EXERCISE REQUIREMENTS:
• a. In the contractor probation article, copy the passage from "Minutes before the" to "out the flames.", replacing "pitcher" with "jug".
• b. Please condense the paragraph of the contractor probation article that opens "Salam died instantly" into a shorter version that keeps its main facts.

PAGE EXTRACT:
────────

Contractor gets probation for killing prisoner
Posted : Friday May 8, 2009 9:53:46 EDT
ALEXANDRIA, Va. — A former military contractor avoided jail Friday for the revenge killing of a handcuffed Afghan detainee who had doused one of the contractor’s colleagues with gasoline and set her on fire.
Don M. Ayala, 46, of New Orleans pleaded guilty to a manslaughter charge that normally would carry up to eight years in prison. But U.S. District Senior Judge Claude Hilton decided a sentence of probation was justified under the horrific circumstances that led Ayala to shoot and kill Abdul Salam in the village of Chehel Gazi on Nov. 4.
“The acts that were done in front of this defendant would provide provocation for anyone” who witnessed the scene, Hilton said. “This occurred in a hostile area, maybe not in the middle of a battlefield, but certainly in the middle of a war.”
Minutes before the shooting, Salam had been talking to anthropologist Paula Loyd, who along with Ayala was part of what the Army calls a Human Terrain Team, in which social scientists are embedded with the military to help them understand and navigate Afghan culture.
Without warning, Salam tossed a pitcher of gasoline on Loyd and lit her on fire. Soldiers dragged Loyd, 36, to a sewage-filled drainage ditch to put out the flames.
When others told Ayala how badly Loyd was injured, Ayala pointed a 9mm pistol to Salam’s temple and pulled the trigger.
Salam died instantly. Loyd did not. With second- and third-degree burns covering 60 percent of her body, she lingered for two months before dying Jan. 7 at Brooke Army Medical Center in San Antonio.
The Taliban claimed responsibility for the attack.

────────

RECORD EXCERPTS:
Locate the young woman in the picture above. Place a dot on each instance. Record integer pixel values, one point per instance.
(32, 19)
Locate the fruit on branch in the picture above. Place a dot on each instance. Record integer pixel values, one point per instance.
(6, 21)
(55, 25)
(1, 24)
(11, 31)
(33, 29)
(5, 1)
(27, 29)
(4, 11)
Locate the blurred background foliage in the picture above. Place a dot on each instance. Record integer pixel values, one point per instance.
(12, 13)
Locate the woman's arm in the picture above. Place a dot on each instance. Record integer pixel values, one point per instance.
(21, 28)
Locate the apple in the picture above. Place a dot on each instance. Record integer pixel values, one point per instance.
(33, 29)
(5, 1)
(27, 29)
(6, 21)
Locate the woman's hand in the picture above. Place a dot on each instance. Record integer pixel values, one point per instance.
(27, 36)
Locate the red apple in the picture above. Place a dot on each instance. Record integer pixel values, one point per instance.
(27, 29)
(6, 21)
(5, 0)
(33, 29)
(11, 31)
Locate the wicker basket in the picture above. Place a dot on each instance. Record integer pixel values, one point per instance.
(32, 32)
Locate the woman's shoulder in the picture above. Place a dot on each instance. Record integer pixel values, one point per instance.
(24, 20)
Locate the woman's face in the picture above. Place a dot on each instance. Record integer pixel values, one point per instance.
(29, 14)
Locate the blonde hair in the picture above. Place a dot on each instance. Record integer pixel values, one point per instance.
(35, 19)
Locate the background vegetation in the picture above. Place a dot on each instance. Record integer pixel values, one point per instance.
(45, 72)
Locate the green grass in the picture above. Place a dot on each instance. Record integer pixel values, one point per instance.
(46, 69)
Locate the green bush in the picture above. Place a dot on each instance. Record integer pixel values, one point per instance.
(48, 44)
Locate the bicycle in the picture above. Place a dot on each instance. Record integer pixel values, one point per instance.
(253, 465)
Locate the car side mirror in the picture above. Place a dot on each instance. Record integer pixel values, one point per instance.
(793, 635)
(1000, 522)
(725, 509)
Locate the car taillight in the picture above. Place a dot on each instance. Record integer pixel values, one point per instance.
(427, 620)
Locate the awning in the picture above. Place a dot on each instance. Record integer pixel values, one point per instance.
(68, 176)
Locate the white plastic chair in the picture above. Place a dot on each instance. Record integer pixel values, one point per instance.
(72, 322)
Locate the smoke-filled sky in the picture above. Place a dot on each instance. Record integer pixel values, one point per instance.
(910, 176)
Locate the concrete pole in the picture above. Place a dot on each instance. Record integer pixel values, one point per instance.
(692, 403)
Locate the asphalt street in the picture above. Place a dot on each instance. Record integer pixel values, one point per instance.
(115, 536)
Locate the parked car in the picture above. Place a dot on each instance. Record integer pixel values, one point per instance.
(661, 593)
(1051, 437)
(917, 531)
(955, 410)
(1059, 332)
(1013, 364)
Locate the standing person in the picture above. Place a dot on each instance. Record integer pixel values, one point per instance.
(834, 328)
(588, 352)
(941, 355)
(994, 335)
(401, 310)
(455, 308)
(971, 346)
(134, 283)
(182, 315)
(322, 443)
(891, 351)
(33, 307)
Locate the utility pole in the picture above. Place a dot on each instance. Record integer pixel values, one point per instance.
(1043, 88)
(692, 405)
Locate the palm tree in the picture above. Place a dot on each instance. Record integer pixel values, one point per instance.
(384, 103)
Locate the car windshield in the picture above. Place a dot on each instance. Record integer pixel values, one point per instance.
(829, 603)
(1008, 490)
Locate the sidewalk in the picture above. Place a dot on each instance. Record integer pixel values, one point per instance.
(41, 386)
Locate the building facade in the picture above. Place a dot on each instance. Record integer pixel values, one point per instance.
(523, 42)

────────

EXPECTED OUTPUTS:
• a.
Minutes before the shooting, Salam had been talking to anthropologist Paula Loyd, who along with Ayala was part of what the Army calls a Human Terrain Team, in which social scientists are embedded with the military to help them understand and navigate Afghan culture.
Without warning, Salam tossed a jug of gasoline on Loyd and lit her on fire. Soldiers dragged Loyd, 36, to a sewage-filled drainage ditch to put out the flames.

• b. Salam was killed instantly, but Loyd, with second- and third-degree burns over 60 percent of her body, survived two months before dying on Jan. 7 at Brooke Army Medical Center in San Antonio.